- **RECORDS SUPPLIED**:

============

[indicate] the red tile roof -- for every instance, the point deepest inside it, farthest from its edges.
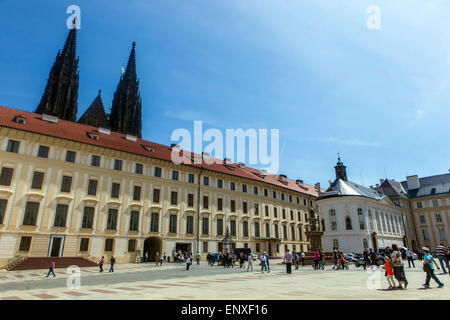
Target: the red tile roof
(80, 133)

============

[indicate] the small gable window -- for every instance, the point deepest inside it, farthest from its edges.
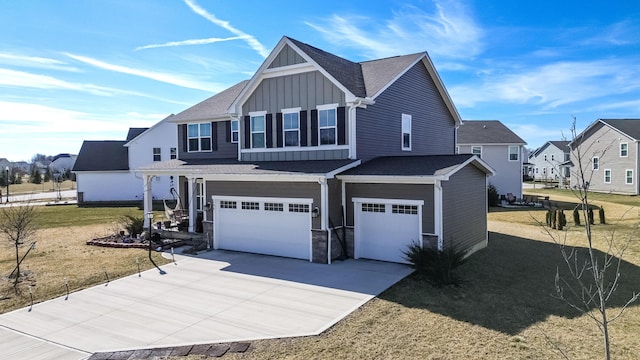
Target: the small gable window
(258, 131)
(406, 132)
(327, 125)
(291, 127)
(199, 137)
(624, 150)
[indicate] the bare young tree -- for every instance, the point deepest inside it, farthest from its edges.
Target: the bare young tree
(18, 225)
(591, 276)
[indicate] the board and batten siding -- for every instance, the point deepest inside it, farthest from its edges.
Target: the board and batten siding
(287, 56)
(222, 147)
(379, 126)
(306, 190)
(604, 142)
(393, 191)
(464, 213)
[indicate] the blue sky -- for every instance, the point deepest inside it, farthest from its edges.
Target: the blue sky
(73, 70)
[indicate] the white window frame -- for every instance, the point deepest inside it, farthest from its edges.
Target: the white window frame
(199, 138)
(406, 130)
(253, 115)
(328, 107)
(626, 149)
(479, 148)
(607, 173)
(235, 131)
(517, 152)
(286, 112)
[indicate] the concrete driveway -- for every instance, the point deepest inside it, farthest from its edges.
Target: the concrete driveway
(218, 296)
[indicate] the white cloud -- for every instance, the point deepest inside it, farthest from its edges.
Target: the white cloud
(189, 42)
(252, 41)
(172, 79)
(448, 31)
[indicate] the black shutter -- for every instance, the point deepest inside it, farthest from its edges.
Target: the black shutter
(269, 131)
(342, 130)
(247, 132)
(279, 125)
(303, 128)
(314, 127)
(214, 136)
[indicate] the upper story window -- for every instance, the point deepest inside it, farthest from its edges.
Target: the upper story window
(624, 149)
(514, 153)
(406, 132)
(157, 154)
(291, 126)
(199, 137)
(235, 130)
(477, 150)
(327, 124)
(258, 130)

============

- **WHAT YOU WILL DO**:
Beginning with the line containing "[indicate] the board" in the material above, copy every line exactly until you have copied the line containing "[indicate] the white window".

- **ANSWER**:
[indicate] the board and batten siding -- for every instance, the point deepest inside it, farthest from its edges.
Target: the board and batten siding
(287, 56)
(222, 147)
(379, 126)
(306, 190)
(604, 142)
(393, 191)
(464, 213)
[indicate] the blue sky -- for every instance, the point deepest inside it, farthest from its edges.
Target: the blue sky
(73, 70)
[indicate] the white window frame -- for every instance, the point deepest inside it, farthest from its edges.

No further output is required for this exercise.